Exercise requirements:
1 > In the passage on the Psalms, what does secular psychotherapy have no category for?
2 > Write out the part of the passage on the Psalms between "Enter the Psalms一the" and "anatomy of our souls.", inclusive.
*** Text section ***
Psychology says that healing from trauma inflicted by others is the solution. This is immensely important and can be instrumental in helping someone heal. Counseling  has certainly been of great help to me. But secular psychotherapy has no category for the biblical doctrine of sin, which scripture names as the greatest threat to human flourishing. As Dietrich Bonhoeffer wrote:

"The most experienced psychologist or observer of human nature knows infinitely less of the human heart than the simplest Christian who lives beneath the Cross of Jesus. The greatest psychological insight, ability, and experience cannot grasp this one thing: what sin is. Worldly wisdom knows what distress and weakness and failure are, but it does not know the godlessness of man. And so it also does not know that man is destroyed only by his sin and can be healed only by forgiveness. Only the Christian knows this. In the presence of a psychiatrist I can only be a sick man; in the presence of a Christian brother I can dare to be a sinner."

Individualism posits “being yourself” as the solution, as Polonius advises Hamlet: “To thine own self be true.” If nothing else, this mantra exasperates our sense of duality. Much of the time, we’re unsure of who we are or who we want to be. In response, individualism sometimes celebrates the paradox within, blurring the lines between right and wrong. But impropriety leads to insecurity, leaving us with the burning question: To which self should I be true?

The Psalms: Formation not Formula 

Enter the Psalms一the hymnbook of God’s people. The psalms don’t offer simple formulas to solve the paradox of our souls. Instead, they employ the language of formation. They give us permission to be in flux, while simultaneously pointing us to the unchanging stability of our Creator. The Psalms let us rant and weep, sing and scream, laugh and lament一all with an eye to heaven, knowing that our help comes from the Lord (Ps. 121:1). As a trellis prods a vine sunward, so the Psalms turn our souls God-ward. In real life, confusion and confidence often go hand-in-hand, thus the Psalms speak powerfully to the intricate anatomy of our souls.
*** Material provided ***
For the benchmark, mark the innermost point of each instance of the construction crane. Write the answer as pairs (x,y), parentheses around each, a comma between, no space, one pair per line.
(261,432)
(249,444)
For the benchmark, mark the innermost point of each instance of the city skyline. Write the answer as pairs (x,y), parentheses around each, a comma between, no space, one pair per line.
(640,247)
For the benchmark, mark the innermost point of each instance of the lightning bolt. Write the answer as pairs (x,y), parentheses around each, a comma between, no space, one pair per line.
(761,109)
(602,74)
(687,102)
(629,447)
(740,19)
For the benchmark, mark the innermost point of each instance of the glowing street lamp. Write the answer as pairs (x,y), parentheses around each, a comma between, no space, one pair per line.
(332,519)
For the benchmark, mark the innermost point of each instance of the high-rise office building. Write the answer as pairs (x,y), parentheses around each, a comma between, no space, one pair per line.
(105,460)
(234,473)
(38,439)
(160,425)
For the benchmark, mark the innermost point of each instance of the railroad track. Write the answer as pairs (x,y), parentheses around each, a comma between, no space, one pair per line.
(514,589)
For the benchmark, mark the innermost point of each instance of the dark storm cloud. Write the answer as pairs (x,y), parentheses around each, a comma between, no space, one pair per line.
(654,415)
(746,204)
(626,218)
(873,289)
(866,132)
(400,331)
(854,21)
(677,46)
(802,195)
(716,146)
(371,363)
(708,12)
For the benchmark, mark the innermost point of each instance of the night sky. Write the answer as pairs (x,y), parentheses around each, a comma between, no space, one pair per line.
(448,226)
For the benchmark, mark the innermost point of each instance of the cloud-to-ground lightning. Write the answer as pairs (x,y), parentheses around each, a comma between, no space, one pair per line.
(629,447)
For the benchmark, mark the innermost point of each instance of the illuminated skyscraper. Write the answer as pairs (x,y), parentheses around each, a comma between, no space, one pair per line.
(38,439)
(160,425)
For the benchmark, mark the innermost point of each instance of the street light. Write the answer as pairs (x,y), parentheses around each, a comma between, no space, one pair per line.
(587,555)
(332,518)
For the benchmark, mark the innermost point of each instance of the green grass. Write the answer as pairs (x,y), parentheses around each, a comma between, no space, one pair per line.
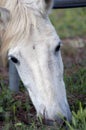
(69,22)
(11,105)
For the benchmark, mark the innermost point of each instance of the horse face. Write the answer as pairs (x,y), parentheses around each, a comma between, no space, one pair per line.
(39,64)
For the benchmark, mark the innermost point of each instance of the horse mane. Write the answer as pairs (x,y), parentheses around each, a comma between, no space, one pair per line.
(18,28)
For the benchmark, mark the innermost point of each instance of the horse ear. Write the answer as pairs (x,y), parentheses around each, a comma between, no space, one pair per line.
(45,6)
(4,15)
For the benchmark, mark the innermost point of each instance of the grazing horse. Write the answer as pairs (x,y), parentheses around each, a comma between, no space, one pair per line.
(32,44)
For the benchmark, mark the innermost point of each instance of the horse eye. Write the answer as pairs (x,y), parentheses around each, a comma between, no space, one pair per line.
(14,60)
(57,48)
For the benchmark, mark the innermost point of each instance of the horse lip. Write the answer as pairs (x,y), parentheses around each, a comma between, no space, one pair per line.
(59,122)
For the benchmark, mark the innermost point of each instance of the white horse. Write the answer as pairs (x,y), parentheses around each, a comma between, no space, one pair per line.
(32,44)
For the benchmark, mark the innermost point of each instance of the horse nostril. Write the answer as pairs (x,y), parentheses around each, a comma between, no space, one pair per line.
(15,60)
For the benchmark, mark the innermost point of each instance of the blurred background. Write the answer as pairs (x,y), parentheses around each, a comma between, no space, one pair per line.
(70,25)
***
Outputs in order:
1 > The biblical doctrine of sin.

2 >
Enter the Psalms一the hymnbook of God’s people. The psalms don’t offer simple formulas to solve the paradox of our souls. Instead, they employ the language of formation. They give us permission to be in flux, while simultaneously pointing us to the unchanging stability of our Creator. The Psalms let us rant and weep, sing and scream, laugh and lament一all with an eye to heaven, knowing that our help comes from the Lord (Ps. 121:1). As a trellis prods a vine sunward, so the Psalms turn our souls God-ward. In real life, confusion and confidence often go hand-in-hand, thus the Psalms speak powerfully to the intricate anatomy of our souls.